═════ RECORDS FOR PROCESSING ═════
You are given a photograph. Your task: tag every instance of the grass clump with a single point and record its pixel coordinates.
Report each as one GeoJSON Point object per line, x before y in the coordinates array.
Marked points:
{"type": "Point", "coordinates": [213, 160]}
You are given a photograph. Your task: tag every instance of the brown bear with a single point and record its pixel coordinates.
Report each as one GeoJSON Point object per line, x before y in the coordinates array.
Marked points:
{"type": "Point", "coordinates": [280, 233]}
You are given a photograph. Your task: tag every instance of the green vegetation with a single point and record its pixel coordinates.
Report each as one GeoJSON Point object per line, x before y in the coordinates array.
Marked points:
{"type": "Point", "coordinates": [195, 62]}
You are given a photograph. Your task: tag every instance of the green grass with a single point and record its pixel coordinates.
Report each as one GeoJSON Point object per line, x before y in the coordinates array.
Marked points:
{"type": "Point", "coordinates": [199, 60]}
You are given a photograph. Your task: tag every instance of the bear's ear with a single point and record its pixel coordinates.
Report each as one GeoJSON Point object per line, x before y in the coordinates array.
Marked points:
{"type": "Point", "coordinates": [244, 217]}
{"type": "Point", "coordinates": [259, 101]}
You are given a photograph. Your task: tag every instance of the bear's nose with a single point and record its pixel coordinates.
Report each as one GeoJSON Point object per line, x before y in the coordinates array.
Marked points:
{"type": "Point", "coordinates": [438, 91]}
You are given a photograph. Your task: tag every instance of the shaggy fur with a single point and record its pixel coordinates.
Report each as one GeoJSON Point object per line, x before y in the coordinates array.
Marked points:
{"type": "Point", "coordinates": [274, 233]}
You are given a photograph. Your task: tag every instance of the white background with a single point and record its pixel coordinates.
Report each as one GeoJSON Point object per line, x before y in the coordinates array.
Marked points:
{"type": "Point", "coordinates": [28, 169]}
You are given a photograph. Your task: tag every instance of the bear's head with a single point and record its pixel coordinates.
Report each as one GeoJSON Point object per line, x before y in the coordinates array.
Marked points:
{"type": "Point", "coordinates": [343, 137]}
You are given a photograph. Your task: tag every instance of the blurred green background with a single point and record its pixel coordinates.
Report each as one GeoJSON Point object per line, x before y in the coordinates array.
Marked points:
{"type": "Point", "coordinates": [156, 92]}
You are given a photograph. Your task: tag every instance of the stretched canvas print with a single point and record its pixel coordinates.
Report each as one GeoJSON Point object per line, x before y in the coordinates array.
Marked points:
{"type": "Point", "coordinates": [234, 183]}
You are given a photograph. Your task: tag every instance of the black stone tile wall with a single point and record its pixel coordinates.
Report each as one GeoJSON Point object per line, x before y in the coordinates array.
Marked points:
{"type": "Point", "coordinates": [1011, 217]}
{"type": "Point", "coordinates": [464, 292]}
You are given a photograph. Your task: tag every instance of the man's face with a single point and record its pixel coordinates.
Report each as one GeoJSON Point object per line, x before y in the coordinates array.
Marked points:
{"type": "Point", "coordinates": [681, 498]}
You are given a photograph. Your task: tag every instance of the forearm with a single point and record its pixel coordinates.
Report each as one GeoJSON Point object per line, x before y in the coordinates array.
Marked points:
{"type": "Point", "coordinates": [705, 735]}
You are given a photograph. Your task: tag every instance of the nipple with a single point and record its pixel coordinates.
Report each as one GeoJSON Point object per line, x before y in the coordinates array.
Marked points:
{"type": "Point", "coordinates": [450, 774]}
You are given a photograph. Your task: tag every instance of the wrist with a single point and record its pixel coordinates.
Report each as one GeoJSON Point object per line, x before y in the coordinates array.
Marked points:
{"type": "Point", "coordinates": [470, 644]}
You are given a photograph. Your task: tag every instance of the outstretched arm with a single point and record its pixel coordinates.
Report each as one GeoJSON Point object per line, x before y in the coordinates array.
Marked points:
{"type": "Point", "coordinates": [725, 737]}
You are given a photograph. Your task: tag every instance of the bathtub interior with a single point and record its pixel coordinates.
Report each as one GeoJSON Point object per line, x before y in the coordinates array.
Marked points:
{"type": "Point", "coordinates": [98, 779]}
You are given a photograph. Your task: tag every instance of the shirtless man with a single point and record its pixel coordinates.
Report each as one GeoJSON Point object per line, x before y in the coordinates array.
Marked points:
═════
— YOUR ASSIGNMENT —
So that nothing is lost, please reproduce each entry exactly as written.

— REPLY —
You are given a photograph. Your task: tag every instance of the grass clump with a single point and record its pixel coordinates.
Report each as one GeoJSON Point object per line, x before y in the coordinates array.
Marked points:
{"type": "Point", "coordinates": [213, 160]}
You are given a photograph. Your task: tag every instance of the brown bear with a single point and record its pixel coordinates.
Report each as one GeoJSON Point object per line, x before y in the coordinates array.
Marked points:
{"type": "Point", "coordinates": [280, 233]}
You are given a photograph. Your task: tag every instance of the green vegetation with a single point and record its pixel coordinates.
Report each as one GeoJSON Point object per line, x before y in the coordinates array.
Marked points:
{"type": "Point", "coordinates": [195, 62]}
You are given a photograph. Your task: tag every instance of the green grass with a single point and record its pixel coordinates.
Report each as one GeoJSON Point object per line, x before y in the coordinates array.
Marked points:
{"type": "Point", "coordinates": [199, 60]}
You are given a photograph. Your task: tag every instance of the bear's ear with a single point and record its pixel coordinates.
Report each as one GeoJSON Point object per line, x before y in the coordinates array.
Marked points:
{"type": "Point", "coordinates": [244, 217]}
{"type": "Point", "coordinates": [259, 101]}
You are given a photograph. Your task: tag every instance of the bear's nose with a single point and record its pixel coordinates.
Report each as one GeoJSON Point object per line, x before y in the coordinates array.
Marked points:
{"type": "Point", "coordinates": [438, 91]}
You are given a photograph. Your task: tag every instance of the shaggy fur with a single point and record its pixel coordinates.
Report each as one GeoJSON Point object per line, x before y in the coordinates array.
Marked points:
{"type": "Point", "coordinates": [274, 233]}
You are given a photograph. Your task: tag every instance of the white background with a single point and record its pixel coordinates.
Report each as one GeoJSON Point object per line, x before y in the coordinates array.
Marked points:
{"type": "Point", "coordinates": [28, 169]}
You are given a photograph. Your task: tag every instance of the bear's head with a single point and record its pixel coordinates.
Report each as one GeoJSON Point object per line, x before y in the coordinates array.
Marked points:
{"type": "Point", "coordinates": [343, 137]}
You are given a photograph. Your task: tag every instance of the blurred green background with a single point and record its pixel coordinates.
Report each as one GeoJSON Point object per line, x before y in the coordinates array.
Marked points:
{"type": "Point", "coordinates": [156, 92]}
You are given a photograph. Your task: tag every instance of the stretched canvas print with a single point and record its pixel coordinates.
Report each as one GeoJSON Point object per line, x before y in the coordinates array.
Marked points:
{"type": "Point", "coordinates": [234, 183]}
You are given a photograph. Your task: tag every instance of the black stone tile wall with a single point and record its pixel coordinates.
Report each as one GeoJSON Point object per line, x before y in the coordinates array.
Marked points:
{"type": "Point", "coordinates": [1011, 217]}
{"type": "Point", "coordinates": [464, 292]}
You are given a photograph. Your task: tag every instance of the man's face with a single point and record its pixel coordinates.
Report each as one GeoJSON Point object per line, x before y in the coordinates array.
Marked points:
{"type": "Point", "coordinates": [681, 498]}
You are given a photograph. Your task: tag every instance of the forearm with a single point and record its pixel coordinates.
Report each as one GeoJSON Point object per line, x before y in the coordinates array.
Marked points:
{"type": "Point", "coordinates": [705, 735]}
You are given a photograph. Your task: tag every instance of the nipple with a single point and record its pixel coordinates.
Report each as one GeoJSON Point object per line, x before y in the coordinates array.
Marked points:
{"type": "Point", "coordinates": [450, 774]}
You are given a photograph. Your task: tag every instance of the wrist with a single point and record its pixel coordinates.
Report each as one GeoJSON Point object per line, x before y in the coordinates array.
Marked points:
{"type": "Point", "coordinates": [470, 644]}
You are given a photograph. Your task: tag every instance of the outstretched arm with a single point and record its pixel coordinates.
Report each as one GeoJSON Point object per line, x before y in the coordinates array.
Marked points:
{"type": "Point", "coordinates": [725, 737]}
You are given a photograph. Your task: tag every instance of the bathtub interior with a single point and record its pixel coordinates.
Report each as one GeoJSON Point object per line, x before y in the coordinates array.
Marked points:
{"type": "Point", "coordinates": [98, 779]}
You are given a photograph. Your task: tag every instance of the shirtless man with a single point and record its pixel coordinates.
Report each as one GeoJSON Point object per line, x before y in the coordinates array.
Marked points:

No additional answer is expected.